> _What is expected_
Go to the line that contains "target: tall evergreen tree" and extract it along with every line after it, exactly, through the end of the data below.
* * *
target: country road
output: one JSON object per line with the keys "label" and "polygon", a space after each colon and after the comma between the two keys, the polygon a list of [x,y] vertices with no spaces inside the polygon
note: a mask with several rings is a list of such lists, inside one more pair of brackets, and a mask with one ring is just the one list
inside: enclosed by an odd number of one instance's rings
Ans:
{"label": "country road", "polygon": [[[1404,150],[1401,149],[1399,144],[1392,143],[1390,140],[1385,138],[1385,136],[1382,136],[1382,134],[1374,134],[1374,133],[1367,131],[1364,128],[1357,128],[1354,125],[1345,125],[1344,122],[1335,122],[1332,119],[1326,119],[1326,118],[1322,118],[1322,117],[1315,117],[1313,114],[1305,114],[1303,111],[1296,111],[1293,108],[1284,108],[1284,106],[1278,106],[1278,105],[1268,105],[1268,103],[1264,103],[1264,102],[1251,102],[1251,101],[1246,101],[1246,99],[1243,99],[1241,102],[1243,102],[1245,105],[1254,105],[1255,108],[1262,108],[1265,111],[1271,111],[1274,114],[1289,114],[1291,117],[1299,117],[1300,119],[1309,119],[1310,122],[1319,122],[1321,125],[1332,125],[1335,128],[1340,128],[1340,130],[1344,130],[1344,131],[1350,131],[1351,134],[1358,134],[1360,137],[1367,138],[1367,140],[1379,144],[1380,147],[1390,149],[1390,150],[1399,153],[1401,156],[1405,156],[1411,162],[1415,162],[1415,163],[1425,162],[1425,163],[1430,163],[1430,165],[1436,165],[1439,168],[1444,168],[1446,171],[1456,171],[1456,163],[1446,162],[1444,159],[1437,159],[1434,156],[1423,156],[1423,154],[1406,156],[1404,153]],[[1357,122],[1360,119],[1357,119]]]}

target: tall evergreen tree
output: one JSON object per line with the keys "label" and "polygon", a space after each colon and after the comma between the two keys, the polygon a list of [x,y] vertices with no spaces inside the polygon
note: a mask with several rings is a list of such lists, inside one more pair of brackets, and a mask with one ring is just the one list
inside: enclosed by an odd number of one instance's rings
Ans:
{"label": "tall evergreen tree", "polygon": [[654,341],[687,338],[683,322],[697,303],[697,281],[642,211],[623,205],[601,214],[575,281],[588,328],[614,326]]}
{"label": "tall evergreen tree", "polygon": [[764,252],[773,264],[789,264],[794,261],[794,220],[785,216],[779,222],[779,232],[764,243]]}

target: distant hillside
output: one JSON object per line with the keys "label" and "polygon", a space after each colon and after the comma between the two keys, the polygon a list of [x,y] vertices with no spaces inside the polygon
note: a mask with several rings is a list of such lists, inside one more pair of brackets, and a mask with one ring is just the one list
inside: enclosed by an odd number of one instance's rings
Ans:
* * *
> _Solution_
target: tall evergreen tree
output: one JSON object per line with the keys "label" and "polygon", a space after each colon and after the comma between the two keys, the polygon a list of [x,y] vertices with no spaces inside the polygon
note: a mask with several rings is a list of such lists, inside one more pair of brackets, and a mask with one ring is just the one list
inside: enclosed by an odd number of one instance's rings
Ans:
{"label": "tall evergreen tree", "polygon": [[654,341],[687,338],[683,322],[697,303],[697,281],[642,211],[623,205],[601,214],[575,281],[588,328],[614,326]]}
{"label": "tall evergreen tree", "polygon": [[764,252],[773,264],[789,264],[794,261],[794,220],[785,216],[779,222],[779,232],[764,243]]}

target: distant hillside
output: one JSON object per line with the keys "label" and "polygon", a space after each colon and after the comma between the two keys, the polygon a list of [x,y] vertices with no spaces inside the polygon
note: a mask with several rings is a list of such lists, inside one more pair of brackets, and a mask with one ring is just the one list
inside: enclosed by an odd number of one instance's rings
Ans:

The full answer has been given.